◆ FRAGMENTO DEL DOCUMENTO:
Ahora bien, ¿por qué lo hacen? ¿Acaso buscan contribuir con la democracia? En nuestras sociedades las empresas económicas están orientadas al lucro, en especial las más grandes y exitosas. Por eso, si entregan dinero a un partido es porque piden algo a cambio. Lo que piden y consiguen son decisiones políticas que las favorecen. Las empresas no regalan el dinero: lo cambian por influencia política. Eso opinaba Anthony Downs, el profesor del experimento mental del principio de esta nota: en las democracias contemporáneas el poder político no se reparte en partes iguales entre los ciudadanos; en cambio, poder económico = poder político.

Y dada la enorme desigualdad económica, el poder político también resulta muy desigualmente distribuido; vivimos en democracias con minúscula. En 2014 el grupo Vale invirtió 800.000 dólares en la campaña de un solo diputado, del Partido de Minas Gerais, que, ¡oh casualidad!, fue presidente de la Comisión de Minas y Energía de la Cámara de Diputados. Esta minera es la misma que hace apenas tres años protagonizó la tragedia de Mariana, cuando la rotura de un embalse barrió 1.700 hectáreas de bosques y causó 19 muertes.

◆ ACCIONES A REALIZAR:
A – Según el fragmento, ¿cuánto dinero invirtió el grupo Vale en 2014 en la campaña de un solo diputado?
B – Enumere todos los nombres propios de personas, empresas, instituciones y lugares que aparecen en el fragmento.
Los ítems que vienen a continuación son un material aparte, sin relación con el fragmento.

◆ MATERIAL PROPORCIONADO:
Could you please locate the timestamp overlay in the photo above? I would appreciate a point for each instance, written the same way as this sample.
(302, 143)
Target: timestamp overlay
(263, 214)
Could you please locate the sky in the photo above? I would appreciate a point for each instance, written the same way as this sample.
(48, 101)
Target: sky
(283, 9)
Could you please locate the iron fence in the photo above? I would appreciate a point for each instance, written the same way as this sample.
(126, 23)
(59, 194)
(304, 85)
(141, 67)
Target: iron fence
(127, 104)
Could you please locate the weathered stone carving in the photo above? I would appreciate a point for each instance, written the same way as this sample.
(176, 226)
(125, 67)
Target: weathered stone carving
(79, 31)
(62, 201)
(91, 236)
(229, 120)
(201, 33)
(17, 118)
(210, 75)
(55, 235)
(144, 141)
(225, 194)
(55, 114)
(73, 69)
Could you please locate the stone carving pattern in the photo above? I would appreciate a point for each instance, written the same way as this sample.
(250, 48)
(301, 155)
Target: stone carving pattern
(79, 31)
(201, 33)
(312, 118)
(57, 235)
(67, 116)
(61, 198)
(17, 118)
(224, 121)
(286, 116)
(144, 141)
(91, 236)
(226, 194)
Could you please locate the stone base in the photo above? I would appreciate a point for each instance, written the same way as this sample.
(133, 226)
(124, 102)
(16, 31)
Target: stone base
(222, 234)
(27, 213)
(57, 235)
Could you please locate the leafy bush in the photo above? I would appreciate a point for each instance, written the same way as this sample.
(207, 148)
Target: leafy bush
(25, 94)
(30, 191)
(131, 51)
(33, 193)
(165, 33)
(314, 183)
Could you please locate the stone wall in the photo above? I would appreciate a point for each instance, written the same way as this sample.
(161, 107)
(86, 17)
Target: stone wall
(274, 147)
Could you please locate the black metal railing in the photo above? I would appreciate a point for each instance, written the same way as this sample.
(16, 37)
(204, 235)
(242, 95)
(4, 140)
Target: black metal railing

◆ RESPUESTAS POR TAREA:
A – 800.000 dólares.

B – Anthony Downs, Vale, Partido de Minas Gerais, Comisión de Minas y Energía, Cámara de Diputados, Mariana.